Exercise description:
Retype each of the following rows word for word, without changing anything.

Region labeling entries:
════════════════
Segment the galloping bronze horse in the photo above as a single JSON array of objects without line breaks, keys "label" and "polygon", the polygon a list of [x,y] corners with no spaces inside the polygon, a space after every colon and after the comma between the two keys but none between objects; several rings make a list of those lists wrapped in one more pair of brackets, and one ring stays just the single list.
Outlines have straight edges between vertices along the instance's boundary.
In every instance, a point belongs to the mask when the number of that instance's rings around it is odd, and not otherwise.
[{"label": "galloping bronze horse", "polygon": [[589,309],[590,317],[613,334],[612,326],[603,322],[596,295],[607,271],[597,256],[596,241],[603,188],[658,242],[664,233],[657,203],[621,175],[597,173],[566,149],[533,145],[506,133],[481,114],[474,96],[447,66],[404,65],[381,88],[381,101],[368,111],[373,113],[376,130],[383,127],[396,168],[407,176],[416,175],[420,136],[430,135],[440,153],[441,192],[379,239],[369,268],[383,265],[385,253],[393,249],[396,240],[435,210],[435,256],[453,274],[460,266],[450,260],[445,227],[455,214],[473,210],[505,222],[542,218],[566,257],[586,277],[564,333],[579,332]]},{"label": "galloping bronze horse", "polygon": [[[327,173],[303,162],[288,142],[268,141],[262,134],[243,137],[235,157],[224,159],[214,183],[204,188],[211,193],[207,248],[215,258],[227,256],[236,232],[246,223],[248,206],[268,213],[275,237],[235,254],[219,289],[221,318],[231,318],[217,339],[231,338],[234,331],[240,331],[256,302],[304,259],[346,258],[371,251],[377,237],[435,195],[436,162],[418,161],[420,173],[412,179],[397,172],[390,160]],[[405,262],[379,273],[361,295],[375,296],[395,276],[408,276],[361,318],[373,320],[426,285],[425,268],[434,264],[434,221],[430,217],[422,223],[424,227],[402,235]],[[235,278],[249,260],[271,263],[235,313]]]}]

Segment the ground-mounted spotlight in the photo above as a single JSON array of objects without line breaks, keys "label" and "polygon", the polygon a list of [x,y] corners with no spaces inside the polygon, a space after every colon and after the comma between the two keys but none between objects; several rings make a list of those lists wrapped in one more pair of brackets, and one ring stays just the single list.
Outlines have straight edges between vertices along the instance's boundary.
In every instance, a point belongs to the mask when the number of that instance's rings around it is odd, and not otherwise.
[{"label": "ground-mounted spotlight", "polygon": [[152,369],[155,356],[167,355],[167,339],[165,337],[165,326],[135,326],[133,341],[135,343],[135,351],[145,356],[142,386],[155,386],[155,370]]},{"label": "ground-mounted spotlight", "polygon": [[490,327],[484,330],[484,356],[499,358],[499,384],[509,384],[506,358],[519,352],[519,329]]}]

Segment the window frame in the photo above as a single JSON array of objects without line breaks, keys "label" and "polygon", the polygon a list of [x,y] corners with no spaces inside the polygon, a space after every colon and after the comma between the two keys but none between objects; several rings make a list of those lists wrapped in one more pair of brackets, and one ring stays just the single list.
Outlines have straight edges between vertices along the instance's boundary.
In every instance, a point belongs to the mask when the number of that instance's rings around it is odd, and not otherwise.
════════════════
Answer to the problem:
Segment the galloping bronze horse in the photo above as a single JSON array of objects without line breaks, keys "label" and "polygon", the polygon a list of [x,y] corners with no spaces inside the polygon, a space after every colon and after the comma between the two keys but none between objects; several rings make a list of those lists wrapped in one more pair of brackets, and one ring stays just the single list.
Outlines have straight edges between vertices along the instance's boundary.
In every instance, a point belongs to the mask when the number of that instance's rings around it is odd, and not otherwise.
[{"label": "galloping bronze horse", "polygon": [[589,309],[590,317],[613,334],[612,326],[603,322],[596,295],[607,271],[597,256],[596,241],[603,188],[658,242],[664,233],[657,203],[621,175],[597,173],[566,149],[533,145],[506,133],[481,114],[474,96],[447,66],[404,65],[381,88],[381,101],[368,111],[373,113],[376,130],[383,127],[396,168],[407,176],[416,175],[420,136],[430,135],[440,153],[441,192],[379,239],[369,268],[383,265],[385,253],[393,249],[396,240],[435,210],[435,256],[453,274],[460,266],[450,260],[445,227],[455,214],[473,210],[505,222],[542,218],[566,257],[586,277],[564,333],[579,332]]},{"label": "galloping bronze horse", "polygon": [[[327,173],[303,162],[288,142],[268,141],[262,134],[243,137],[235,157],[224,159],[214,183],[204,188],[211,193],[207,248],[215,258],[227,256],[236,232],[246,223],[248,206],[268,213],[275,237],[235,254],[219,289],[221,318],[231,318],[217,339],[231,338],[234,331],[240,331],[256,302],[304,259],[346,258],[371,251],[377,237],[435,195],[436,162],[418,161],[420,173],[412,179],[397,172],[390,160]],[[405,262],[379,273],[361,295],[375,296],[395,276],[408,276],[361,318],[373,320],[426,285],[425,268],[434,264],[434,221],[430,217],[422,223],[424,227],[402,235]],[[235,278],[249,260],[271,263],[235,313]]]}]

Segment the ground-mounted spotlight in the photo above as a single JSON array of objects without line breaks, keys "label" and "polygon", the polygon a list of [x,y] corners with no spaces inside the polygon, a space after every colon and after the comma between the two keys but none between objects; several rings make a list of those lists wrapped in one more pair of brackets, and one ring stays just the single list.
Outlines have straight edges between vertices along the instance's boundary.
In every instance, a point belongs to the mask when the number of that instance's rings around it is odd, and not otherwise.
[{"label": "ground-mounted spotlight", "polygon": [[152,369],[155,356],[167,355],[167,339],[165,337],[165,326],[135,326],[133,341],[135,343],[135,351],[145,356],[142,386],[155,386],[155,370]]},{"label": "ground-mounted spotlight", "polygon": [[490,327],[484,330],[484,356],[499,358],[499,384],[509,384],[506,358],[519,352],[519,329]]}]

Segment the window frame in the photo above as a single JSON array of objects without line breaks, keys "label" and "polygon", the polygon a list of [x,y] corners with no spaces inside the polygon, a space after every colon and after the comma between the two keys but none between objects; several rings make a list of those lists wrapped in one more pair of brackets, and one ring stays just the single list.
Outlines have straight edges between vertices along the instance's boundary.
In every instance, a point belongs to the mask when the number of that instance's rings around it is odd, and not otherwise.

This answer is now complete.